> _SOAL LATIHAN_:
a: Jawablah pertanyaan berikut berdasarkan teks tentang Isra' dan Mi'raj.
(i) Perintah apa yang terdapat di dalam Isra' dan Mi'raj?
(ii) Dari kota mana Nabi Muhammad SAW berangkat menuju Masjidil Aqsha?
(iii) Akan menjadi apa manusia yang bertanya dan ragu-ragu tentang kebenaran agama?
b: Tuliskan semua tempat yang disebut dalam teks tentang Isra' dan Mi'raj sebagai bagian dari perjalanan Nabi Muhammad SAW.
c: Tentukan apakah setiap pernyataan berikut sesuai dengan teks tentang Isra' dan Mi'raj. Jawab ya atau tidak, lalu kutip kata-kata teks yang menjadi dasarnya.
(i) Akal mampu memahami hal-hal yang bersifat non empiris.
(ii) Kisah Isra' dan Mi'raj dapat dibaca di media sosial.
(iii) Agama memerlukan kepasrahan total.

> _POTONGAN TEKS_:
<<<<

Isra' dan Mi'raj: Perjalanan Spiritualitas Manusia
KhazanahSetiap Rasul tentu memiliki kekhususan yang dikaitkan dengan ajaran agama. Salah satu yang memiliki pengaruh besar bagi kehidupan manusia di dalam ajaran agama Islam adalah peristiwa Isra’ dan Mi’raj Nabi Muhammad SAW. Disebut memiliki pengaruh besar sebab di dalam Isra’ dan Mi’raj terdapat perintah langsung dari Allah SWT agar umat Nabi Muhammad SAW menjalankan ritual shalat, yang dikenal sebagai shalat lima waktu setiap hari.
Tentang bagaimana perjalanan Nabi Muhammad SAW dari Mekkah ke Masjidil Aqsha dan dari Masjidil Aqsha ke Sidratul Muntaha dan terus untuk bertemu dengan Allah Azza Wajalla saya kira semua di antara kita sudah familiar. Setiap tahun kita dengarkan cerita teks tersebut dan juga bisa dibaca di berbagai media, termasuk media social tentang kisah isra’ dan mi’raj. Tetapi tulisan ini berusaha menggambarkan simbolisasi seperti apa yang terjadi pada ritual liminal isra’ dan mi’raj dimaksud.
Setiap peristiwa selalu memiliki simbolisasi yang dapat dijadikan sebagai ibrah bagi manusia untuk memahami dengan jiwanya tentang peristiwa itu. Isra’ dan Mi’raj memang sangat kental dengan dunia keyakinan. Dan di dalam agama keyakinan tersebut tidak dapat ditawar. Harus yakin peristiwa tersebut terjadi. Akal tidak mampu menjangkau. Akal sangat terbatas untuk memahami sesuatu yang bersifat non empiris. Agama dalam sebagian ajarannya memang bercorak non empiris. Agama memerlukan kepasrahan total. Tanpa pertanyaan dan keraguan. Jika manusia bertanya dan ragu-ragu tentang kebenaran agama, maka manusia akan menjadi atheis atau dahriyyun.

>>>>

(Entri Tersimpan)

<<<<

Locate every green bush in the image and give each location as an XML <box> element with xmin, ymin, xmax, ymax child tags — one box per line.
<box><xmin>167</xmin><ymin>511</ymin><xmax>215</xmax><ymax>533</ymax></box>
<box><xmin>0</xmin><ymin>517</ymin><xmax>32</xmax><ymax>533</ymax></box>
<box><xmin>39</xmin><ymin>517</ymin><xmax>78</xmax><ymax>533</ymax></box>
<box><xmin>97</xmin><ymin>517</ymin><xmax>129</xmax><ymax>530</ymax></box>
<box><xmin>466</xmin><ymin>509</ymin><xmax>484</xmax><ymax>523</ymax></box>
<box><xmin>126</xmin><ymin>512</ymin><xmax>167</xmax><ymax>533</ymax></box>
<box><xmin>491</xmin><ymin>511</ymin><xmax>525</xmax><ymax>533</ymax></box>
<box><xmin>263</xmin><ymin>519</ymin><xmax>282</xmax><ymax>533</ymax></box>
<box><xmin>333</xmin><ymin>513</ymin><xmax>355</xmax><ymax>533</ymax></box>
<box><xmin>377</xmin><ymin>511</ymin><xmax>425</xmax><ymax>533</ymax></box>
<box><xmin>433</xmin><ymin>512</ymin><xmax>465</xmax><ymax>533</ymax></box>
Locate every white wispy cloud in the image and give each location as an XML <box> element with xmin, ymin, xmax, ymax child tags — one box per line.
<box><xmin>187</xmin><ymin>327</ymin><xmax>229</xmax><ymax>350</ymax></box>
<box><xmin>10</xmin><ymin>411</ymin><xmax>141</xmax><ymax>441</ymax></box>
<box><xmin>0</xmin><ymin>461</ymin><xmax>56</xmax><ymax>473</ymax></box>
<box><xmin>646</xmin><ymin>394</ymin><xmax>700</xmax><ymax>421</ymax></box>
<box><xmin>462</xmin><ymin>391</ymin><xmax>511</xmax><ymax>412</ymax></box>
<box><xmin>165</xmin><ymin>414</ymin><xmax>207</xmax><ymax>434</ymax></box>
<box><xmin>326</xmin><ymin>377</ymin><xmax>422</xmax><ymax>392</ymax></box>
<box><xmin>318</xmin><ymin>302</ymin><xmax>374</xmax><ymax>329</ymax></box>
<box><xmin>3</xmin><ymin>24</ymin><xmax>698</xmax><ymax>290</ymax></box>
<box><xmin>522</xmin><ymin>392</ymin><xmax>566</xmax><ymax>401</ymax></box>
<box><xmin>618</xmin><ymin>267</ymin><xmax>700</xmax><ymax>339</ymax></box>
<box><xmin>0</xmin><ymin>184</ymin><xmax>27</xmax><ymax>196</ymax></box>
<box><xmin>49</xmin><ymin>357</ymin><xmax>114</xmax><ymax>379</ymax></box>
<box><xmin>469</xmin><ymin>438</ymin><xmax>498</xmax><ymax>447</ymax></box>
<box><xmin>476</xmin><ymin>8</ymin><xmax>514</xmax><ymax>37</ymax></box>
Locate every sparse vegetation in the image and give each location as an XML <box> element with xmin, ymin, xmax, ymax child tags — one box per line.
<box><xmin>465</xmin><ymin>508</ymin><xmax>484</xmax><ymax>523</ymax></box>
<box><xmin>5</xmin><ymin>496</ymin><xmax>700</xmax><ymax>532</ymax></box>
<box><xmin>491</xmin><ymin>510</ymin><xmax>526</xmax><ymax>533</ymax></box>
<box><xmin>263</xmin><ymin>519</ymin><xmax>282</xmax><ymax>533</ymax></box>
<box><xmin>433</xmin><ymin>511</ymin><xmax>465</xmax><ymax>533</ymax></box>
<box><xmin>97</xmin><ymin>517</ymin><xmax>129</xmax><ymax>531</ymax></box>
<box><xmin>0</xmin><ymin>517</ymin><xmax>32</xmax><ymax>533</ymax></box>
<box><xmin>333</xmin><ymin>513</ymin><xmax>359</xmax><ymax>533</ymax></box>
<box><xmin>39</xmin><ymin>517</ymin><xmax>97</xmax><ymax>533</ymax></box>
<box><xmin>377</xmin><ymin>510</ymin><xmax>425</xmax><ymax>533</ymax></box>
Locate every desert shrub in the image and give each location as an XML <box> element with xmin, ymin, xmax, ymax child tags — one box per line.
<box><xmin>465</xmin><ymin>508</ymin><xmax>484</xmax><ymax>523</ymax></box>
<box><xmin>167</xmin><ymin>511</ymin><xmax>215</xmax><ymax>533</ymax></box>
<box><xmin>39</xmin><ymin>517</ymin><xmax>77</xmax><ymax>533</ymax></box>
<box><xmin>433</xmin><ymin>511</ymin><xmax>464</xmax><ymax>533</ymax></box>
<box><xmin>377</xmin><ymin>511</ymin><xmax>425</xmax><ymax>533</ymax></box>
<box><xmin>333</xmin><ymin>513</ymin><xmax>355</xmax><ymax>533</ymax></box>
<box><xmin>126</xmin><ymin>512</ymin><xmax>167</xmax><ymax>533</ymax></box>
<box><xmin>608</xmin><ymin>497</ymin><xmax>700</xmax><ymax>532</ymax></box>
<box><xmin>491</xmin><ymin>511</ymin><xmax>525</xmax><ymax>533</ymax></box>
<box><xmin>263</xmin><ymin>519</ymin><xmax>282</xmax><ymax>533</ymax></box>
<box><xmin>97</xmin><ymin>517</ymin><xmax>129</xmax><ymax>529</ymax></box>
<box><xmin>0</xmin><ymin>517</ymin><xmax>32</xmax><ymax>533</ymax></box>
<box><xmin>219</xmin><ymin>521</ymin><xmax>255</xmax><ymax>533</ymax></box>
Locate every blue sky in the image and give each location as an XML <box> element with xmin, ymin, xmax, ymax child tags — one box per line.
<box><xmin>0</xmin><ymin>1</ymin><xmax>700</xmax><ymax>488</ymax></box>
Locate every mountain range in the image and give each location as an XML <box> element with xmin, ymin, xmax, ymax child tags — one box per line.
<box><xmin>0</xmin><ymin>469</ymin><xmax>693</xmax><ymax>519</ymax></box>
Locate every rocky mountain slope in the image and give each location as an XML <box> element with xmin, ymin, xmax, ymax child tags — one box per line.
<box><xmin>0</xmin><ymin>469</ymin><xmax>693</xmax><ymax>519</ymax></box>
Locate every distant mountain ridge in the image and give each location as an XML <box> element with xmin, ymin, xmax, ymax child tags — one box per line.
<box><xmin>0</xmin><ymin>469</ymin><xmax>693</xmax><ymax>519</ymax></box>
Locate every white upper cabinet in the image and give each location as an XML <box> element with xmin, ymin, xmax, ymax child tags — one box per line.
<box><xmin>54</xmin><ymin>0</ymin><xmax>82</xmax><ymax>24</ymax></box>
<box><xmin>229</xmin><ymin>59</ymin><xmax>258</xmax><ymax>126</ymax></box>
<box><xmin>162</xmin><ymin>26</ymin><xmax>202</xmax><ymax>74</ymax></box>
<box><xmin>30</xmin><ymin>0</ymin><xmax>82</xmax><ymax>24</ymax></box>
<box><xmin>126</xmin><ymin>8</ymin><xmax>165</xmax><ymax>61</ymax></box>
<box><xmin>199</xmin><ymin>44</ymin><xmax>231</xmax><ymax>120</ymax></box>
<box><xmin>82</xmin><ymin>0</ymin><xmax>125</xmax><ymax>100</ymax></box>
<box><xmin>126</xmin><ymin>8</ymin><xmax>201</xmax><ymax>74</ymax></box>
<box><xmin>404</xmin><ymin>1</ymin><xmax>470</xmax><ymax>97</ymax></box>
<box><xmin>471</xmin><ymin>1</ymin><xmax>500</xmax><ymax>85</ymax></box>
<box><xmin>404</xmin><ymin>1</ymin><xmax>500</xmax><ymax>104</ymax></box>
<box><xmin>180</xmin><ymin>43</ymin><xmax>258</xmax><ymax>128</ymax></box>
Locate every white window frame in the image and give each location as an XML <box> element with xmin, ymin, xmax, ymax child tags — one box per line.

>>>>

> _KUNCI JAWABAN_:
a:
(i) Perintah langsung dari Allah SWT agar umat Nabi Muhammad SAW menjalankan shalat lima waktu setiap hari.
(ii) Mekkah.
(iii) Atheis atau dahriyyun.

b: Mekkah; Masjidil Aqsha; Sidratul Muntaha

c:
(i) Tidak. "Akal sangat terbatas untuk memahami sesuatu yang bersifat non empiris."
(ii) Ya. "juga bisa dibaca di berbagai media, termasuk media social tentang kisah isra’ dan mi’raj"
(iii) Ya. "Agama memerlukan kepasrahan total."